### READING TEXT
Fragment program on ATI FireGL X1

Hi,

I have a problem with a fragment program on an ATI card. When I load the following program, the routine tells me “native resource exceeded” or sth. like that.
On a GeForce FX it just works fine. I read the spec about texture indirection, but I did not understand that very well. Maybe this could be the problem. I know it’s rather boring reading assembler code, but I appreciate any help!

!!ARBfp1.0

PARAM u1 = program.local[1];
PARAM u0 = program.local[0];
PARAM u2 = program.local[2];
PARAM u3 = program.local[3];
PARAM c0 = {2, 2, 2, 1};
PARAM c1 = {0.5, 0.5, 0.5, 0};
PARAM c2 = {2.7182817, -5.5599999, 0, 0};
TEMP R0;
TEMP R1;
TEMP R2;
TEMP R3;
TEMP H0;
TEX R0.xyz, fragment.texcoord[1].xyxx, texture[1], 2D;
TEX R1.w, fragment.texcoord[3].xyzx, texture[3], 3D;
ADD R0.xyz, R0.xyzx, -c1.x;
MUL R0.xyz, c0.x, R0.xyzx;
MUL R0.w, c2.y, R1.w;
POW R0.w, c2.x, R0.w;
MOV H0.w, c1.w;
DP3 R1.x, fragment.texcoord[5].xyzx, R0.xyzx;
DP3 R0.x, fragment.texcoord[6].xyzx, R0.xyzx;
MOV R1.y, R0.x;
TEX R1, R1.xyxx, texture[2], 2D;
TEX R2.xyz, fragment.texcoord[0].xyxx, texture[0], 2D;
MUL R0.xyz, R1.xyzx, R2.xyzx;
MUL R1.xyz, R1.w, u1.xyzx;
MAD R1.xyz, R0.xyzx, u0.xyzx, R1.xyzx;
MOV R0.x, u3.x;
ADD R0.x, c1.w, -R0.x;
CMP H0.x, R0.x, c0.w, H0.w;
ADD H0.x, -H0.x, c0.w;
TEX R2.w, fragment.texcoord[3].xyzx, texture[3], 3D;
TEX R3.w, fragment.texcoord[0].xyxx, texture[0], 2D;
MOV R1.w, R3.w;
ADD R0.x, c0.w, -R2.w;
CMP R0.x, -H0.x, R0.w, R0.x;
MUL R0.x, R0.x, u2.x;
MUL R0.xyz, R1.xyzx, R0.x;
MOV R1.xyz, R0.xyzx;
MOV result.color, R1;
END

28 instructions, 4 R-regs, 1 H-regs.

End of program

Since the FireGL X1 bases on the R300 chip, I thought there should be no problem with this program.
Thanks for help!

[This message has been edited by mako (edited 09-18-2003).]

You use unneeded swizzles all over the place. While the program should still run, this increases pressure on the compiler. xyzx and xyxx probably count as arbitrary swizzles, something R300 doesn’t really handle natively. Maybe this causes the front end to ‘panic’
Have you tried simplifying the program?
######
JOB A →
In the forum thread about the fragment program, which chip does the poster say the FireGL X1 is based on?
JOB B →
Continue the forum thread about the fragment program on the ATI card from where it stops.
The items that come after this thread are not needed for anything here.
### DATA SUPPLIED
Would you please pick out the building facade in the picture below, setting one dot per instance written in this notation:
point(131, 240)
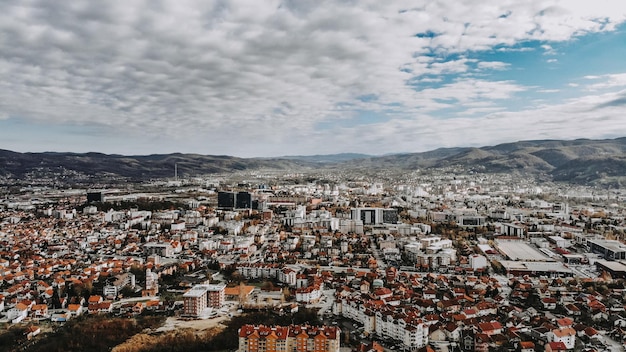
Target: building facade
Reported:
point(201, 297)
point(293, 338)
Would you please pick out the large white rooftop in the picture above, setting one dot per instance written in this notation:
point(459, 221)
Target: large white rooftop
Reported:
point(518, 250)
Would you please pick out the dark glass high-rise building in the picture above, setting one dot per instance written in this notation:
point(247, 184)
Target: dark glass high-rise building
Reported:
point(226, 200)
point(243, 200)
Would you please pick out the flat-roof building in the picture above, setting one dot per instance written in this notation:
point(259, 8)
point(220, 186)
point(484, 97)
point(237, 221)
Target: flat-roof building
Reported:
point(201, 297)
point(610, 249)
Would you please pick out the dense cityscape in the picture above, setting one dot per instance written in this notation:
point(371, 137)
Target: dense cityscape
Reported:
point(429, 260)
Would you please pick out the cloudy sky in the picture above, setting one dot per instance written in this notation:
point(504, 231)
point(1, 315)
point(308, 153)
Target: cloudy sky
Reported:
point(268, 78)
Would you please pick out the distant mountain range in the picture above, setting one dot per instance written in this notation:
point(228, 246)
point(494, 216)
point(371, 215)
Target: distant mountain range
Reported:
point(580, 161)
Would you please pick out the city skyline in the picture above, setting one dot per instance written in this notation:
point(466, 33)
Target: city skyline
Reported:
point(272, 78)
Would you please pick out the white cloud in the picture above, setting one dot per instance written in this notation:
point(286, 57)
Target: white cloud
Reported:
point(607, 81)
point(493, 65)
point(198, 72)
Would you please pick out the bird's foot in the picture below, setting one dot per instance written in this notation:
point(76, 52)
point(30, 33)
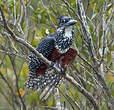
######
EXPECTED ANSWER A →
The R300 chip.

EXPECTED ANSWER B →
Ie

!!ARBfp1.0

PARAM u1 = program.local[1];
PARAM u0 = program.local[0];
PARAM u2 = program.local[2];
PARAM u3 = program.local[3];
PARAM c0 = {2, 2, 2, 1};
PARAM c1 = {0.5, 0.5, 0.5, 0};
PARAM c2 = {2.7182817, -5.5599999, 0, 0};
TEMP R0;
TEMP R1;
TEMP R2;
TEMP R3;
TEMP H0;
TEX R0.xyz, fragment.texcoord[1], texture[1], 2D;
TEX R1.w, fragment.texcoord[3], texture[3], 3D;
ADD R0.xyz, R0, -c1.x;
MUL R0.xyz, c0.x, R0;
MUL R0.w, c2.y, R1.w;
POW R0.w, c2.x, R0.w;
MOV H0.w, c1.w;
DP3 R1.x, fragment.texcoord[5], R0;
DP3 R0.x, fragment.texcoord[6], R0;
MOV R1.y, R0.x;
TEX R1, R1, texture[2], 2D;
TEX R2.xyz, fragment.texcoord[0], texture[0], 2D;
MUL R0.xyz, R1, R2;
MUL R1.xyz, R1.w, u1;
MAD R1.xyz, R0, u0, R1;
MOV R0.x, u3;
ADD R0.x, c1.w, -R0.x;
CMP H0.x, R0.x, c0.w, H0.w;
ADD H0.x, -H0.x, c0.w;
TEX R2.w, fragment.texcoord[3], texture[3], 3D;
TEX result.color.w, fragment.texcoord[0], texture[0], 2D;
ADD R0.x, c0.w, -R2.w;
CMP R0.x, -H0.x, R0.w, R0.x;
MUL R0.x, R0, u2;
MUL result.color.xyz, R1, R0.x;
END

# 28 instructions, 4 R-regs, 1 H-regs.
# End of program

This simplification will not change output.
More could be done, this is only a first shot at removing unneeded swizzles.

Amazing! It really works! Thanks for your quick response. I compiled the code using NVidia’s Cg compiler, because I am not that experienced in using fragment programs. I now see that Cg’s output is not very well optimized.
Thanks again!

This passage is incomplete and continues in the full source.